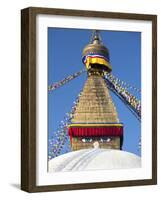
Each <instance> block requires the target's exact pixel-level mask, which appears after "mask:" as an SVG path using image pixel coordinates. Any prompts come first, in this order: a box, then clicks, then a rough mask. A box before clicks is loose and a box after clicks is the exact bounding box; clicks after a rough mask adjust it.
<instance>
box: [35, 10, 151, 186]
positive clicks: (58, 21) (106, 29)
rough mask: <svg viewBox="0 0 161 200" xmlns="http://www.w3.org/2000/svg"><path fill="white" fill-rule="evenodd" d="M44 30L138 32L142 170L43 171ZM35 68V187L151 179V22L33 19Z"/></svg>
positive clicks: (141, 169) (45, 147)
mask: <svg viewBox="0 0 161 200" xmlns="http://www.w3.org/2000/svg"><path fill="white" fill-rule="evenodd" d="M48 27H61V28H62V27H64V28H79V29H81V28H82V29H98V30H99V29H100V30H101V29H103V30H114V31H135V32H136V31H137V32H141V66H142V67H141V81H142V82H141V84H142V102H144V104H142V126H141V132H142V141H143V142H142V158H141V162H142V163H141V164H142V167H141V168H138V169H120V170H116V169H115V170H101V173H100V170H98V171H88V172H87V171H82V172H56V173H48V172H47V161H48V158H47V149H48V148H47V138H48V133H47V130H48V129H47V125H48V123H47V108H48V107H47V93H48V91H47V88H48V85H47V83H48V81H47V77H48V76H47V71H48V57H47V52H48V51H47V48H48V45H47V44H48V41H47V39H48V38H47V30H48ZM36 44H37V46H36V52H37V55H36V63H37V64H36V69H37V78H36V80H37V83H36V85H37V88H36V91H37V102H36V105H37V108H36V110H37V113H36V115H37V124H36V130H37V132H36V158H37V160H36V185H37V186H41V185H43V186H44V185H60V184H74V183H93V182H109V181H123V180H142V179H151V178H152V132H151V131H150V130H152V76H151V74H152V22H151V21H145V20H125V19H102V18H92V17H73V16H72V17H69V16H66V17H64V16H57V15H52V16H51V15H43V14H42V15H37V17H36Z"/></svg>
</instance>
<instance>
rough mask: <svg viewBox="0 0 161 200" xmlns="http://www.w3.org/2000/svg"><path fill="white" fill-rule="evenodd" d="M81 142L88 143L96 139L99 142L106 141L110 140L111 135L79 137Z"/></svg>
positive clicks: (102, 141)
mask: <svg viewBox="0 0 161 200" xmlns="http://www.w3.org/2000/svg"><path fill="white" fill-rule="evenodd" d="M81 140H82V142H83V143H90V142H94V141H98V142H100V143H108V142H111V141H112V138H111V137H102V138H93V139H92V138H82V139H81Z"/></svg>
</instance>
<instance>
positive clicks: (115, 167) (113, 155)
mask: <svg viewBox="0 0 161 200" xmlns="http://www.w3.org/2000/svg"><path fill="white" fill-rule="evenodd" d="M139 167H141V158H140V157H139V156H136V155H135V154H132V153H129V152H126V151H121V150H113V149H100V148H94V149H83V150H78V151H73V152H69V153H66V154H63V155H61V156H58V157H56V158H53V159H51V160H50V161H49V172H60V171H83V170H108V169H127V168H139Z"/></svg>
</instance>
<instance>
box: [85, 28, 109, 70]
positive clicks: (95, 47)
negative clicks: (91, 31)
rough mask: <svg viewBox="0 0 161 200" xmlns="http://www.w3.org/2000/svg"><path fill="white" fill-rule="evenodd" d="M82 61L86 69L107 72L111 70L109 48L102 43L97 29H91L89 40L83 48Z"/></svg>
mask: <svg viewBox="0 0 161 200" xmlns="http://www.w3.org/2000/svg"><path fill="white" fill-rule="evenodd" d="M82 61H83V63H84V64H85V66H86V68H87V70H90V69H93V68H97V69H99V70H104V71H108V72H110V71H111V70H112V68H111V65H110V60H109V50H108V49H107V48H106V46H104V45H103V43H102V40H101V37H100V34H99V32H98V31H93V35H92V38H91V42H90V43H89V44H88V45H87V46H86V47H85V48H84V49H83V53H82ZM96 66H97V67H96Z"/></svg>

+ + + + + + +

**About this task:** Please repeat all of the entries above word for word, but drop any pictures.

**Your solution:**
Each <instance> block requires the target's exact pixel-level mask, which appears after "mask:" as an SVG path using image pixel coordinates. Any prompts come first, in this order: a box, then clicks, then a rough mask. A box before clicks is loose and a box after clicks is the exact bounding box; clicks after a rough mask adjust it.
<instance>
box: [35, 10, 151, 186]
positive clicks: (58, 21) (106, 29)
rough mask: <svg viewBox="0 0 161 200" xmlns="http://www.w3.org/2000/svg"><path fill="white" fill-rule="evenodd" d="M44 30L138 32L142 170L43 171ZM35 68V187L151 179V22L33 19Z"/></svg>
positive clicks: (141, 169) (45, 147)
mask: <svg viewBox="0 0 161 200" xmlns="http://www.w3.org/2000/svg"><path fill="white" fill-rule="evenodd" d="M48 27H61V28H62V27H64V28H79V29H81V28H82V29H98V30H99V29H100V30H101V29H103V30H114V31H135V32H136V31H137V32H141V66H142V67H141V81H142V82H141V84H142V102H144V104H142V126H141V132H142V141H143V142H142V158H141V162H142V163H141V164H142V167H141V168H138V169H120V170H116V169H115V170H101V173H100V170H98V171H88V172H87V171H82V172H56V173H48V172H47V161H48V158H47V149H48V148H47V138H48V133H47V130H48V129H47V125H48V123H47V108H48V107H47V93H48V91H47V88H48V85H47V83H48V81H47V77H48V76H47V71H48V57H47V52H48V51H47V48H48V45H47V44H48V41H47V39H48V38H47V30H48ZM36 44H37V46H36V52H37V55H36V63H37V64H36V69H37V78H36V80H37V83H36V85H37V88H36V91H37V102H36V105H37V108H36V110H37V113H36V115H37V124H36V130H37V132H36V158H37V160H36V185H37V186H41V185H43V186H44V185H60V184H74V183H93V182H109V181H123V180H142V179H151V178H152V132H151V131H150V130H152V76H151V74H152V22H151V21H145V20H125V19H102V18H92V17H73V16H72V17H69V16H66V17H64V16H57V15H52V16H51V15H43V14H42V15H37V17H36Z"/></svg>
</instance>
<instance>
rough mask: <svg viewBox="0 0 161 200" xmlns="http://www.w3.org/2000/svg"><path fill="white" fill-rule="evenodd" d="M81 142L88 143L96 139L99 142L106 141L110 140L111 135L79 137Z"/></svg>
positive clicks: (102, 141)
mask: <svg viewBox="0 0 161 200" xmlns="http://www.w3.org/2000/svg"><path fill="white" fill-rule="evenodd" d="M81 140H82V142H83V143H90V142H94V141H98V142H100V143H108V142H111V141H112V138H111V137H102V138H93V139H92V138H82V139H81Z"/></svg>
</instance>
<instance>
positive clicks: (115, 167) (113, 155)
mask: <svg viewBox="0 0 161 200" xmlns="http://www.w3.org/2000/svg"><path fill="white" fill-rule="evenodd" d="M139 167H141V158H140V157H139V156H136V155H135V154H132V153H129V152H126V151H121V150H113V149H100V148H94V149H83V150H78V151H73V152H69V153H66V154H63V155H61V156H58V157H56V158H53V159H51V160H50V161H49V172H60V171H83V170H108V169H127V168H139Z"/></svg>
</instance>
<instance>
box: [85, 28, 109, 70]
positive clicks: (95, 47)
negative clicks: (91, 31)
rough mask: <svg viewBox="0 0 161 200" xmlns="http://www.w3.org/2000/svg"><path fill="white" fill-rule="evenodd" d="M82 61L86 69L107 72L111 70L109 48L102 43L97 29H91L89 40L83 48Z"/></svg>
mask: <svg viewBox="0 0 161 200" xmlns="http://www.w3.org/2000/svg"><path fill="white" fill-rule="evenodd" d="M82 61H83V63H84V64H85V66H86V68H87V70H90V69H93V68H97V69H99V70H104V71H108V72H110V71H111V70H112V68H111V65H110V60H109V50H108V49H107V48H106V46H104V45H103V43H102V40H101V37H100V34H99V32H98V31H93V35H92V38H91V42H90V43H89V44H88V45H87V46H86V47H85V48H84V49H83V53H82ZM96 66H97V67H96Z"/></svg>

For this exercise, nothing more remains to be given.